### What is asked:
Reproduce every one of the items below word for word, with no changes.
-------- Data for processing --------
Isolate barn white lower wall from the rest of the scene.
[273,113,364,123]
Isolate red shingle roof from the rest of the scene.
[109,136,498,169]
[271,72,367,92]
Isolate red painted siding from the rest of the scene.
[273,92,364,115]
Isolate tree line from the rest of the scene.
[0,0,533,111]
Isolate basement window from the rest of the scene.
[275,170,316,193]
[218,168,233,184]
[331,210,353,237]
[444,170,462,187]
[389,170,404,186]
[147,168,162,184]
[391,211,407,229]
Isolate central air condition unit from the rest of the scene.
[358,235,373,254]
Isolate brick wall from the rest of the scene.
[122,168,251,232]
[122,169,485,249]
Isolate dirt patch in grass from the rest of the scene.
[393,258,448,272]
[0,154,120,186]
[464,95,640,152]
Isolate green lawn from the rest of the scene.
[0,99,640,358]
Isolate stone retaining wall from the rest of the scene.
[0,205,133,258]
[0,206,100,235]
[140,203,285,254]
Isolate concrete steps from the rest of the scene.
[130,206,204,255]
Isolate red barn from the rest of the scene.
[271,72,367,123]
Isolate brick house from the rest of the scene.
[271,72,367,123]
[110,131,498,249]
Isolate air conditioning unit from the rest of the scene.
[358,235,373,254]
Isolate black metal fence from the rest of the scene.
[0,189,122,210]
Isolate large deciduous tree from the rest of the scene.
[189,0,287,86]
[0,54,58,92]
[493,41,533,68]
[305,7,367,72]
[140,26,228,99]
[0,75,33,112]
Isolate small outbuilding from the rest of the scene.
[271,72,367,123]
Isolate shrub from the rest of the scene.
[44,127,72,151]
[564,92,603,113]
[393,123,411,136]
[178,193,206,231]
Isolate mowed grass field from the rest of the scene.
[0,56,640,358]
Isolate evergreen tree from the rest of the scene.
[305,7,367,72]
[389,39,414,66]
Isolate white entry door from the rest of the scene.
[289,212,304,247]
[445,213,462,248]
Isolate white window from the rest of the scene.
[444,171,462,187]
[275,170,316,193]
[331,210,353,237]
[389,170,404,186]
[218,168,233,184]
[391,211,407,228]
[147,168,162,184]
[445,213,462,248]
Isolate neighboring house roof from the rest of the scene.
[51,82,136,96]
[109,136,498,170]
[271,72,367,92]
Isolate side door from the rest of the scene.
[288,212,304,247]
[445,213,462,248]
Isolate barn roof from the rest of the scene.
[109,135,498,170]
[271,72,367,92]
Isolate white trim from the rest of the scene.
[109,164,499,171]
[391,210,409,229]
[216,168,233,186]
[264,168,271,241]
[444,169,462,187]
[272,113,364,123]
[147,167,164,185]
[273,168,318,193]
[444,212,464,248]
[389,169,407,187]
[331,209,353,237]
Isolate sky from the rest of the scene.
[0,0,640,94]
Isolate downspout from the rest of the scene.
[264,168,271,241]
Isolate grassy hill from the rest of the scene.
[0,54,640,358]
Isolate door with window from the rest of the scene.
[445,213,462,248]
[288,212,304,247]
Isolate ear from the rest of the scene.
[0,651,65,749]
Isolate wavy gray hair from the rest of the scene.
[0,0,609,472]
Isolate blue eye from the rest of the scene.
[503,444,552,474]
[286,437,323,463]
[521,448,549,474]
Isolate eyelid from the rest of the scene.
--------
### Reply to the exercise:
Isolate barn white lower wall from the rest of the scene.
[273,113,364,123]
Isolate red shingle roof from the rest of the scene.
[109,136,498,169]
[271,72,367,92]
Isolate red painted siding from the rest of the scene.
[273,92,364,115]
Isolate tree line from the rest of the scene.
[0,0,533,111]
Isolate basement window from the rest of the scene.
[275,170,316,193]
[218,168,233,184]
[331,210,353,237]
[444,170,462,187]
[389,170,404,186]
[147,168,162,184]
[391,211,407,229]
Isolate central air condition unit from the rest of the scene.
[358,235,373,254]
Isolate brick wall from the rest of the scene.
[122,168,251,232]
[122,169,485,249]
Isolate dirt patch in grass from the rest of the scene.
[393,258,448,272]
[0,154,120,186]
[464,95,640,152]
Isolate green lawn from the rest of the scene.
[0,99,640,358]
Isolate stone retaining wall from the rest of the scene.
[0,205,133,258]
[0,206,100,235]
[140,203,285,254]
Isolate concrete steps from the rest of the scene.
[130,206,204,255]
Isolate red barn from the rest of the scene.
[271,72,367,123]
Isolate brick house from the rest of the scene.
[271,72,367,123]
[110,131,498,249]
Isolate air conditioning unit from the rest of the scene.
[358,235,373,254]
Isolate black metal fence from the rest of the scene.
[0,189,122,210]
Isolate large deciduous tree from the rest of the scene.
[189,0,287,86]
[0,54,58,92]
[493,41,533,68]
[305,7,367,72]
[140,26,228,99]
[0,75,33,112]
Isolate small outbuilding from the rest of the scene.
[271,72,367,123]
Isolate shrub from the rest of the scene.
[44,127,72,151]
[564,92,603,113]
[393,123,411,136]
[178,193,206,231]
Isolate mowed grass field from the rest of the scene.
[0,56,640,358]
Isolate evergreen tree from the rest of the scene.
[305,7,367,72]
[389,39,414,66]
Isolate white entry door from the rest of the scene.
[289,212,304,247]
[445,213,462,248]
Isolate white window from the rest of the scene.
[444,171,462,187]
[275,170,316,193]
[331,210,353,237]
[389,170,404,186]
[218,168,233,184]
[391,211,407,228]
[147,168,162,184]
[445,213,462,248]
Isolate neighboring house roof from the rest of the scene.
[51,82,136,96]
[109,136,498,170]
[271,72,367,92]
Isolate side door from the rest of the scene.
[288,212,304,247]
[445,213,462,248]
Isolate barn roof from the rest of the scene.
[109,135,498,170]
[271,72,367,92]
Isolate white trim from the rest of the scene.
[109,164,499,171]
[391,210,409,229]
[216,168,233,186]
[264,168,271,241]
[444,169,462,187]
[272,113,364,123]
[147,167,164,185]
[273,168,318,193]
[444,212,464,248]
[389,169,407,187]
[331,209,353,237]
Isolate sky from the rest of the scene.
[0,0,640,94]
Isolate downspout from the rest of the scene.
[264,168,271,241]
Isolate grassy hill from the rest of the scene.
[0,54,640,358]
Isolate door with window from the rest of the scene.
[445,213,462,248]
[288,212,304,247]
Isolate ear from the rest of the scene.
[0,651,65,749]
Isolate wavy gray hair from the rest of the scene.
[0,0,609,472]
Isolate blue eye from the rest of the scene.
[503,444,552,474]
[286,437,323,463]
[521,448,549,474]
Isolate eyelid from the rest of the scene.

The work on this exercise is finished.